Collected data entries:

==============================

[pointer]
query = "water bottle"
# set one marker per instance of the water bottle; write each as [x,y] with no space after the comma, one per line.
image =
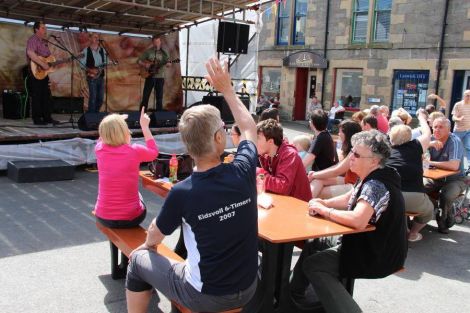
[173,169]
[260,184]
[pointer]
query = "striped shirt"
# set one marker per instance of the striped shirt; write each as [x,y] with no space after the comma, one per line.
[462,109]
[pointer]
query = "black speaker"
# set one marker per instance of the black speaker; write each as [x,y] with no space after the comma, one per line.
[164,119]
[67,105]
[15,105]
[133,119]
[91,121]
[232,38]
[219,103]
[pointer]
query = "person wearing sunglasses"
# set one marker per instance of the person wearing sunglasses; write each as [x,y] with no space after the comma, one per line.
[377,200]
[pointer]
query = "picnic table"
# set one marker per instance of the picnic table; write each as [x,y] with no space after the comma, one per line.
[279,228]
[437,173]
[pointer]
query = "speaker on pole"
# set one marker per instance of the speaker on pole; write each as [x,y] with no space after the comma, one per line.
[91,121]
[164,119]
[233,38]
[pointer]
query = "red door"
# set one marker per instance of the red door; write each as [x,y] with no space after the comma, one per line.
[301,78]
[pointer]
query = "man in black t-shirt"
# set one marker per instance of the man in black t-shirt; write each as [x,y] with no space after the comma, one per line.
[322,153]
[217,209]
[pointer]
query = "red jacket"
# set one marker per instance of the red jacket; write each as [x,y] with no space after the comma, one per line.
[285,173]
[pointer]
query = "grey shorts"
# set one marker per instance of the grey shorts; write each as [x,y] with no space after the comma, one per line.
[148,269]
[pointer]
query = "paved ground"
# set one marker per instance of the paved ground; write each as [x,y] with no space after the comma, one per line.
[54,260]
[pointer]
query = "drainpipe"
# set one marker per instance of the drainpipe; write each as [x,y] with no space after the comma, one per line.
[325,47]
[441,46]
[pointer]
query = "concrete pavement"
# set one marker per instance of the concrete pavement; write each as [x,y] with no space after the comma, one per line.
[53,259]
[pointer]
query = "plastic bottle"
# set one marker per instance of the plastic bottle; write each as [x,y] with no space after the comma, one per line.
[260,184]
[173,168]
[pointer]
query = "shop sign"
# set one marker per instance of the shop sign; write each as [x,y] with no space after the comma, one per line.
[305,59]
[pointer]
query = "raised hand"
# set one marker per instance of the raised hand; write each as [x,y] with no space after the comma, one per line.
[144,119]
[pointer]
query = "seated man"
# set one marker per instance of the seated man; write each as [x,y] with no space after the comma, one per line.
[216,207]
[447,153]
[281,163]
[369,122]
[376,199]
[336,108]
[322,153]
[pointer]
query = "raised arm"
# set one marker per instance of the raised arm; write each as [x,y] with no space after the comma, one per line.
[425,137]
[219,78]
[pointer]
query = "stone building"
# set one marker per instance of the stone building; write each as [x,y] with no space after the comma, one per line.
[363,52]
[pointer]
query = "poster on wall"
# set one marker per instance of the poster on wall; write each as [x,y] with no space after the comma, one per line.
[124,84]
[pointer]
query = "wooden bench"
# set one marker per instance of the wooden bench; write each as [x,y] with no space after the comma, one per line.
[126,240]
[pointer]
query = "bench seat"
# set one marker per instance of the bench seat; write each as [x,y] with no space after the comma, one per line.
[126,240]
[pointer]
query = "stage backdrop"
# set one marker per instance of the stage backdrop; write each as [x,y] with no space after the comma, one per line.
[124,82]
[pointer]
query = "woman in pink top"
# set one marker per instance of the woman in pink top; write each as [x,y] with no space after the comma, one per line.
[119,202]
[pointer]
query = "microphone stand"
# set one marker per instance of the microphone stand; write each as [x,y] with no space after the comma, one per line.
[61,46]
[106,53]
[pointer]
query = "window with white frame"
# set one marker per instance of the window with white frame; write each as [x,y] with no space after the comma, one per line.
[380,24]
[348,87]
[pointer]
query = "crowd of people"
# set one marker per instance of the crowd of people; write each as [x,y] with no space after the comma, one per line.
[373,176]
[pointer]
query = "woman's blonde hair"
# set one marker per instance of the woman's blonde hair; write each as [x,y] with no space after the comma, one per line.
[400,134]
[113,130]
[197,127]
[303,141]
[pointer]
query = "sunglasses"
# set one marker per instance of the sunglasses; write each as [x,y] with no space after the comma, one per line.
[358,156]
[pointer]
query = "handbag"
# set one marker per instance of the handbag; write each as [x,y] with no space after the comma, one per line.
[160,167]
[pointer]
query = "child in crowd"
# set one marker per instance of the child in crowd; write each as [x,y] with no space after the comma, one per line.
[119,202]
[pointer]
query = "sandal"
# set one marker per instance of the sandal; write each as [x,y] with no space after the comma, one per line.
[415,237]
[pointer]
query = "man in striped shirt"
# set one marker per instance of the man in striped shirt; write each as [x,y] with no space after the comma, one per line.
[461,117]
[446,152]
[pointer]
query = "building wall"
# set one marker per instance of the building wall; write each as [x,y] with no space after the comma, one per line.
[415,30]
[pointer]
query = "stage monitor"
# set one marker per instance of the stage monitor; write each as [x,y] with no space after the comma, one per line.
[232,38]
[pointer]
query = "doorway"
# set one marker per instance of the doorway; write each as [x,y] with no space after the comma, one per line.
[300,95]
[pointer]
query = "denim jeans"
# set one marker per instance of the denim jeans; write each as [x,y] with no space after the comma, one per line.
[96,94]
[465,138]
[157,84]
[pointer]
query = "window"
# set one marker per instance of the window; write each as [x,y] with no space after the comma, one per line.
[283,22]
[300,22]
[410,90]
[382,14]
[360,17]
[271,81]
[348,87]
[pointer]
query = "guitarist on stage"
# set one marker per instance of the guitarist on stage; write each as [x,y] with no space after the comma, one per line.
[37,47]
[154,61]
[94,58]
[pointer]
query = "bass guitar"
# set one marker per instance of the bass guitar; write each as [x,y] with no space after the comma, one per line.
[40,73]
[153,67]
[95,72]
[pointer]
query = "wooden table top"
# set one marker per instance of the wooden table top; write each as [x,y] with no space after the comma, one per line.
[437,173]
[286,221]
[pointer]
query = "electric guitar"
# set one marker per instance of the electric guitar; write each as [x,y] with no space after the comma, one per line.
[40,73]
[154,67]
[95,72]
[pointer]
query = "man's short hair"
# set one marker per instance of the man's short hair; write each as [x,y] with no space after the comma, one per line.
[197,127]
[319,119]
[371,120]
[269,113]
[400,134]
[113,130]
[271,129]
[37,25]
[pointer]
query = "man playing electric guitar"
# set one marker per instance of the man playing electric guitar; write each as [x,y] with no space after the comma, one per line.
[94,57]
[37,47]
[154,61]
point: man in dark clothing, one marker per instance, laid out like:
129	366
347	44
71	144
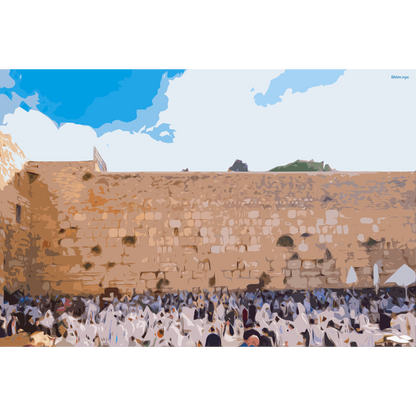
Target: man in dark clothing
3	329
248	333
210	311
213	342
384	321
13	325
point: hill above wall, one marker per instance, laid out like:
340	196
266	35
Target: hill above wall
303	166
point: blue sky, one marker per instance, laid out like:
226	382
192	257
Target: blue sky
203	118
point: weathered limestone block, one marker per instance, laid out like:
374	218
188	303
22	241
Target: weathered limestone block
294	264
199	275
186	274
147	276
169	267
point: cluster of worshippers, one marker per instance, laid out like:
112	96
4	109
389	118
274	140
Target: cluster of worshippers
217	319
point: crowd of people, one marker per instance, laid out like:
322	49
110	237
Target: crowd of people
217	319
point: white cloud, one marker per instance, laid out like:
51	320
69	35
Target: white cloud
39	138
362	122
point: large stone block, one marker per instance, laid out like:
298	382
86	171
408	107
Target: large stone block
294	264
147	276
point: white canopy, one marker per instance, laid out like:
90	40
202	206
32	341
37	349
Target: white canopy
404	276
352	276
376	275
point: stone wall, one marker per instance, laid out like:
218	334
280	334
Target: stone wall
167	231
16	251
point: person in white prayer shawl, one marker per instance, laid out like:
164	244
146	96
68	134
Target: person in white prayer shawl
291	337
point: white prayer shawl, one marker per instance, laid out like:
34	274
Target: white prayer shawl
317	336
48	320
301	323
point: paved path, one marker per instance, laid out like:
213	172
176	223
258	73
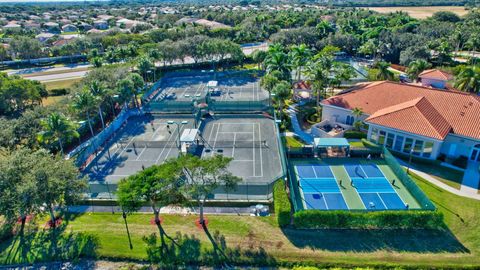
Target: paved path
165	210
440	184
307	137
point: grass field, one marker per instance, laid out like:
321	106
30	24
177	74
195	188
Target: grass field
104	236
421	12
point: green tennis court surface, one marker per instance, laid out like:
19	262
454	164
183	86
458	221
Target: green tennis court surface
350	184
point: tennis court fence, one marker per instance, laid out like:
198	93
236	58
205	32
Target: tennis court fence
402	175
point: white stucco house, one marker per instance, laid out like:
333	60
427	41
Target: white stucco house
423	121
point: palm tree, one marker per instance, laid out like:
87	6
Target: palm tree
317	73
100	93
384	72
416	67
299	56
84	103
468	79
57	127
357	112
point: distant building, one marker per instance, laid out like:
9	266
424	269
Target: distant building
435	78
69	28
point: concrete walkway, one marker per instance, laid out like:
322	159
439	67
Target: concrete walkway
440	184
306	137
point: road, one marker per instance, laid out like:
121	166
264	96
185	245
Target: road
49	74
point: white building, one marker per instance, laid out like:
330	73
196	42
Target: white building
423	121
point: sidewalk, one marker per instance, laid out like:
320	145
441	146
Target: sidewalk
439	184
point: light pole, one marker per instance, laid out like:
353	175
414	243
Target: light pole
178	130
410	160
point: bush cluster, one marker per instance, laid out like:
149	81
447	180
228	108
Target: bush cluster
353	134
318	219
281	203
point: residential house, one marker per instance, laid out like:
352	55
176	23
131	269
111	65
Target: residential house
69	28
425	122
435	78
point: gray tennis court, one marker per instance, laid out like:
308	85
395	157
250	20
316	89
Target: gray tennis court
229	87
250	141
126	154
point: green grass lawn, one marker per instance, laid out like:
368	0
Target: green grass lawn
104	236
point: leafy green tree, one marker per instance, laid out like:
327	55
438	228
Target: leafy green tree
205	175
84	102
384	72
57	128
468	80
156	185
299	55
416	67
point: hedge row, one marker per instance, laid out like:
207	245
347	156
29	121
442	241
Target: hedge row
281	203
353	134
318	219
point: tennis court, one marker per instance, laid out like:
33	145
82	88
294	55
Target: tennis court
347	185
229	87
142	142
249	140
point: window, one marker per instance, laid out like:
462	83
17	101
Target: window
374	135
389	143
417	148
398	143
381	137
408	145
428	149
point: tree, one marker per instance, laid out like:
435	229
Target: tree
299	55
57	127
84	103
468	80
100	93
318	75
258	56
357	112
384	72
156	185
205	175
416	67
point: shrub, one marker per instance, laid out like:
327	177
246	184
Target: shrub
353	134
318	219
281	203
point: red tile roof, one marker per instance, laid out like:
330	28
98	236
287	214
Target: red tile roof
414	116
406	107
436	74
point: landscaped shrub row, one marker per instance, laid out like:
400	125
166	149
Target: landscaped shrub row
353	134
318	219
281	203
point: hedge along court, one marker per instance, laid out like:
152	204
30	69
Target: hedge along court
353	184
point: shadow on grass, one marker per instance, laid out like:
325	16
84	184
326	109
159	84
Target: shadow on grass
187	251
41	245
364	240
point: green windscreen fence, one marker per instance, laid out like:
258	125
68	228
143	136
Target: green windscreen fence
402	175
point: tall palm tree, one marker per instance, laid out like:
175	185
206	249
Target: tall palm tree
318	75
468	79
299	55
357	112
416	67
384	72
101	94
57	127
84	103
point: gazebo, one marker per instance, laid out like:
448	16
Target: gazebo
331	147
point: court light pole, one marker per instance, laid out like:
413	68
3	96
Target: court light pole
178	130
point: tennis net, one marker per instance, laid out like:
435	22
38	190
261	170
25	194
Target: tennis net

==============================

_Task directions_.
Only the lines that contain the string "water" should be copied from the entries above.

_Answer section_.
query = "water bottle"
# set one marker per instance of the water bottle; write each as [x,y] with no space after the comma, one per line.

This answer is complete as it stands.